Assignment: Each entry below should be output exactly, apart from its images.
--- START ---
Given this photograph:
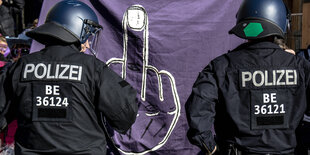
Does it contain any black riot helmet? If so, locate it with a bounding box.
[26,0,102,45]
[229,0,290,39]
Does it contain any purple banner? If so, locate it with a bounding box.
[32,0,243,154]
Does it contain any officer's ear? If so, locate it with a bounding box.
[80,40,89,53]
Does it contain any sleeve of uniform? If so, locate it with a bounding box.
[185,61,218,154]
[96,64,138,134]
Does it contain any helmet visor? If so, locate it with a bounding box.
[80,19,102,57]
[87,31,100,57]
[80,19,102,43]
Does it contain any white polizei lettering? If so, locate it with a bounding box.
[23,64,35,79]
[241,69,298,88]
[34,63,47,79]
[59,64,69,79]
[46,64,55,79]
[78,66,82,81]
[253,71,264,87]
[286,70,294,85]
[242,71,252,87]
[265,70,273,86]
[55,64,59,79]
[69,65,79,80]
[276,70,285,85]
[22,63,82,81]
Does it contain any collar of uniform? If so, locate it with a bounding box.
[247,41,282,50]
[44,44,80,55]
[232,41,282,52]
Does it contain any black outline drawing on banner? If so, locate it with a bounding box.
[106,4,181,155]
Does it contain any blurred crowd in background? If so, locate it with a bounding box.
[0,0,42,153]
[0,0,43,68]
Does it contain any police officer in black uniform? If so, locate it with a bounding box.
[0,0,138,154]
[186,0,310,154]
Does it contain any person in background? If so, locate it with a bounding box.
[24,0,42,29]
[296,45,310,59]
[18,18,38,41]
[9,43,30,61]
[0,34,8,152]
[0,37,29,155]
[0,0,15,37]
[0,0,25,37]
[0,34,8,66]
[294,45,310,155]
[186,0,310,154]
[0,0,138,154]
[5,37,31,62]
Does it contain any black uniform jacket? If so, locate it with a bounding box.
[0,45,138,155]
[186,42,310,154]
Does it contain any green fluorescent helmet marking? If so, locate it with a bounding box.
[243,23,264,37]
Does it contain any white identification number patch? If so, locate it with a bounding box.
[32,83,72,122]
[254,104,285,115]
[250,90,289,129]
[36,96,69,107]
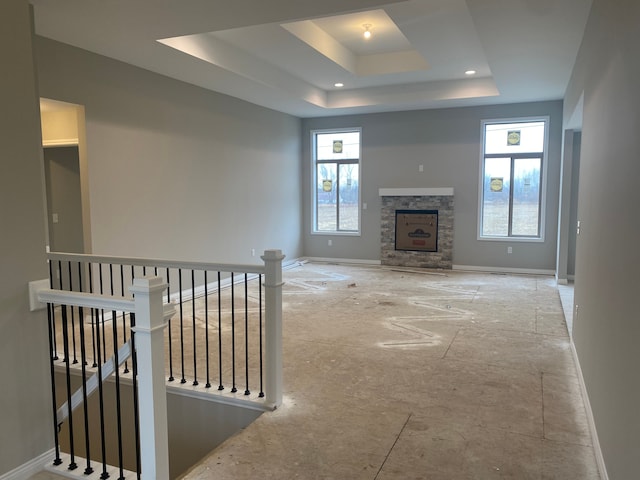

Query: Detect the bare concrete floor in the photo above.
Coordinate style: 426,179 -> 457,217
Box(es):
31,262 -> 598,480
177,262 -> 600,480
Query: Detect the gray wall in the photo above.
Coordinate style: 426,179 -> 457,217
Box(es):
35,37 -> 303,265
565,0 -> 640,477
302,101 -> 563,270
0,0 -> 53,474
44,146 -> 85,253
567,132 -> 581,277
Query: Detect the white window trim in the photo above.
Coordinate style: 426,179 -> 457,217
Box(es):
477,116 -> 550,243
311,127 -> 362,236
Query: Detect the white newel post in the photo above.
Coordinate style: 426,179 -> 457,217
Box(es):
129,276 -> 171,480
261,249 -> 285,408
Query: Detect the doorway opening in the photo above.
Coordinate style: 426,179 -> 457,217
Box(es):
40,98 -> 91,253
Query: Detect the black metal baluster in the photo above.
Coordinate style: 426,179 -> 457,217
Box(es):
61,305 -> 78,471
48,260 -> 59,361
46,299 -> 63,466
179,269 -> 186,384
76,263 -> 93,473
120,265 -> 129,374
67,262 -> 79,364
259,273 -> 264,398
130,312 -> 142,480
191,269 -> 198,386
93,307 -> 109,480
204,271 -> 211,388
57,260 -> 64,363
89,263 -> 98,368
111,308 -> 125,480
166,268 -> 174,382
217,271 -> 223,391
244,273 -> 250,396
78,304 -> 94,475
99,264 -> 107,366
109,265 -> 115,337
77,263 -> 88,367
231,273 -> 237,393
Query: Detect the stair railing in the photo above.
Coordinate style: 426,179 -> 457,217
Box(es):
36,249 -> 284,479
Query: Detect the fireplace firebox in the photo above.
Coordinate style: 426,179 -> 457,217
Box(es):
395,210 -> 438,252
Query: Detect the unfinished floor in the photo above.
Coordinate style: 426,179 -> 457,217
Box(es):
31,262 -> 597,480
179,262 -> 599,480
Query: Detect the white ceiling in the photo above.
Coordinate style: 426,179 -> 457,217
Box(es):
30,0 -> 593,118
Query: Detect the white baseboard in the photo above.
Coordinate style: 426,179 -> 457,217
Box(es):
570,341 -> 609,480
452,264 -> 555,276
0,448 -> 54,480
298,259 -> 555,275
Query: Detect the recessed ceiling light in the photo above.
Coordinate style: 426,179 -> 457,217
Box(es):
465,70 -> 477,75
334,83 -> 344,88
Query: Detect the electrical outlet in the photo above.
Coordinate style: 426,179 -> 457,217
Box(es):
419,164 -> 424,172
507,246 -> 513,254
328,239 -> 333,246
251,248 -> 256,257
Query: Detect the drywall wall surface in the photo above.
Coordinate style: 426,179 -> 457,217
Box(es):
567,132 -> 581,277
302,101 -> 563,270
565,0 -> 640,477
41,107 -> 78,145
44,146 -> 85,253
0,0 -> 53,474
35,37 -> 302,265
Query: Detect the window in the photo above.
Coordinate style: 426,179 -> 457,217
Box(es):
312,129 -> 361,234
479,119 -> 548,239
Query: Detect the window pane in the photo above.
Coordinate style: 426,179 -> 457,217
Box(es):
512,158 -> 541,236
482,157 -> 511,236
316,163 -> 337,231
338,163 -> 359,231
316,131 -> 360,160
485,122 -> 545,154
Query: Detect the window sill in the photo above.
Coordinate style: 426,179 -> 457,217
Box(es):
478,235 -> 545,243
312,231 -> 361,237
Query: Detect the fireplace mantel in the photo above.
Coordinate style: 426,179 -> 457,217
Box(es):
379,187 -> 454,197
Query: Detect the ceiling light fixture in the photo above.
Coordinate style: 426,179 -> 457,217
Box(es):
465,70 -> 477,75
363,24 -> 372,39
334,83 -> 344,88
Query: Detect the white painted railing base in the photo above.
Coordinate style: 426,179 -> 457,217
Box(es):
44,453 -> 136,480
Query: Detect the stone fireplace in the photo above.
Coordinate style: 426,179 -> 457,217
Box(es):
379,188 -> 454,269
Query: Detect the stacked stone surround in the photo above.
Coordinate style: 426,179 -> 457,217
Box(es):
380,193 -> 454,269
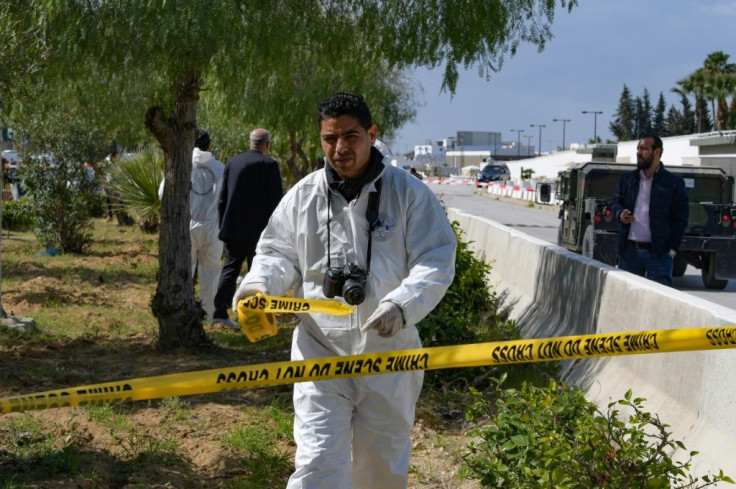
--- END ---
Final answer:
Given this photograph:
Does it contain any black riot helmet? If so, locate it with a bounding box.
[26,0,102,45]
[229,0,290,39]
Does it contain any purple banner? If so, locate it with a bounding box.
[32,0,243,154]
Does it contain any officer's ear? If so, locate it with a bounding box.
[80,40,89,53]
Does it contain any sleeve of uniform? If so, locate it with a bounding box.
[185,61,218,154]
[96,64,138,134]
Does it contain any helmet visor? If so, locate it with a bounding box.
[80,19,102,57]
[87,31,100,57]
[80,19,102,43]
Does it contain any white polizei lettering? If so, locate it with a bounding box.
[23,64,35,79]
[241,69,298,88]
[34,63,47,79]
[59,64,69,79]
[46,64,55,79]
[78,66,82,81]
[253,71,264,87]
[286,70,294,85]
[242,71,252,87]
[265,70,273,86]
[55,64,59,79]
[69,65,79,80]
[276,70,285,85]
[22,63,82,81]
Does it contain any collar of uniform? If so, locate it with a bounding box.
[247,41,282,50]
[44,44,80,55]
[232,41,282,52]
Does it contain any black outline drawing on banner? If so, locate it with a bounding box.
[106,4,181,155]
Does it contain any blurred crowd in background? If so, locate it with a bounding box.
[0,0,42,153]
[0,0,43,68]
Does it contain any police officer in black uniform? If so, locate it with a bounding box.
[0,0,138,154]
[186,0,310,154]
Does it contain any person in background? If so, locate it with a bounding box.
[24,0,42,29]
[296,45,310,59]
[18,18,38,41]
[9,43,30,61]
[0,34,8,152]
[0,37,29,155]
[0,0,15,37]
[0,0,25,37]
[0,34,8,66]
[294,45,310,155]
[186,0,310,154]
[0,0,138,154]
[5,37,31,62]
Does it contain any black uniform jacket? If so, locate it with a bounding box.
[0,45,138,155]
[186,42,310,154]
Does it contain any green fluorescent helmet marking? If so, locate it with a bounding box.
[243,23,264,37]
Does it contain any white identification number patch? If so, locate it with a bounding box.
[32,83,72,122]
[254,104,285,115]
[250,90,289,129]
[36,96,69,107]

Query: Detect the bare concrete floor in the photo above.
Coordinate style: 426,179 -> 457,217
Box(es):
31,262 -> 598,480
177,262 -> 600,480
Query: Detect the gray wall in the photo above.
Coordinate style: 426,179 -> 457,217
Box(es):
35,37 -> 303,265
565,0 -> 640,477
302,101 -> 563,270
0,0 -> 53,474
44,146 -> 85,253
567,132 -> 581,277
Query: Detect the white window trim in the photo above.
Coordinate style: 426,179 -> 457,217
Box(es):
477,116 -> 550,243
311,127 -> 362,236
Query: Detect the white newel post in the photo above.
Coordinate style: 426,179 -> 457,217
Box(es):
129,276 -> 171,480
261,249 -> 285,408
Query: Detect the doorway opening in the photo above.
Coordinate style: 426,179 -> 457,217
Box(es):
40,98 -> 91,253
Query: Detect the black metal baluster in the photo above.
Coordinate style: 426,179 -> 457,217
Box(es):
61,305 -> 78,471
48,260 -> 59,361
46,299 -> 63,466
179,269 -> 186,384
76,263 -> 93,473
120,265 -> 129,374
67,262 -> 79,364
259,273 -> 264,398
130,312 -> 142,480
191,269 -> 198,386
93,307 -> 109,480
204,271 -> 211,388
57,260 -> 64,363
89,263 -> 98,368
111,308 -> 125,480
166,268 -> 174,382
217,271 -> 223,391
244,273 -> 250,396
78,304 -> 94,475
99,264 -> 107,366
109,265 -> 115,337
77,263 -> 88,367
231,273 -> 237,393
Query: Detect the stair railing in the photo above.
Coordinate style: 426,179 -> 457,217
Box(es):
36,249 -> 284,479
Query: Detect the fireplace firebox in the photo above.
Coordinate style: 426,179 -> 457,217
Box(es):
395,210 -> 438,252
Query: Detect the unfinished floor in the photo above.
Coordinate style: 426,179 -> 457,217
Box(es):
31,262 -> 597,480
179,262 -> 599,480
Query: Detect the white ceiling in the photo above.
Coordinate style: 426,179 -> 457,217
Box(es):
30,0 -> 593,118
Query: Detect the white baseboard in the photo above.
Coordinate style: 426,179 -> 457,217
Box(es):
570,341 -> 609,480
452,264 -> 555,276
0,448 -> 54,480
298,259 -> 555,275
Query: Detect the recessed ceiling light in the photo above.
Coordinate style: 426,179 -> 457,217
Box(es):
465,70 -> 477,75
334,83 -> 344,88
Query: Detect the electrical outlet in the photo above.
Coordinate style: 426,179 -> 457,217
Box(es):
419,164 -> 424,172
507,246 -> 513,254
328,239 -> 333,246
251,248 -> 256,257
Query: Detect the drywall wall surface in the photo above.
Coordinate style: 426,179 -> 457,217
Box(es):
567,132 -> 581,277
302,101 -> 563,270
565,0 -> 640,477
41,107 -> 78,145
44,146 -> 85,253
0,0 -> 53,474
35,37 -> 302,265
Query: Detect the window in the photo above.
Coordinate style: 426,179 -> 457,217
Box(es):
312,129 -> 361,234
479,119 -> 548,239
Query: Detect the window pane in the photo above.
Coordinate style: 426,179 -> 457,217
Box(es):
512,158 -> 541,236
482,157 -> 511,236
316,163 -> 337,231
338,163 -> 359,231
316,131 -> 360,160
485,122 -> 545,154
Query: Detect the window sill in the photo above.
Coordinate style: 426,179 -> 457,217
Box(es):
478,235 -> 545,243
312,231 -> 361,237
Query: Detect the fireplace mantel in the photo above.
Coordinate style: 426,179 -> 457,217
Box(es):
379,187 -> 454,197
Query: Detect the ceiling light fixture in the photo above.
Coordinate style: 426,179 -> 457,217
Box(es):
465,70 -> 477,75
363,24 -> 372,39
334,83 -> 344,88
Query: Detect the white painted railing base in the photo above.
Coordinate style: 426,179 -> 457,217
Box(es):
44,453 -> 136,480
Query: Detect the stone fireplace in the photo above.
Coordinate style: 426,179 -> 457,217
Box(es):
379,188 -> 454,269
Query: Detect the stacked stone surround in the photo above.
Coordinate style: 426,179 -> 457,217
Box(es):
380,193 -> 454,269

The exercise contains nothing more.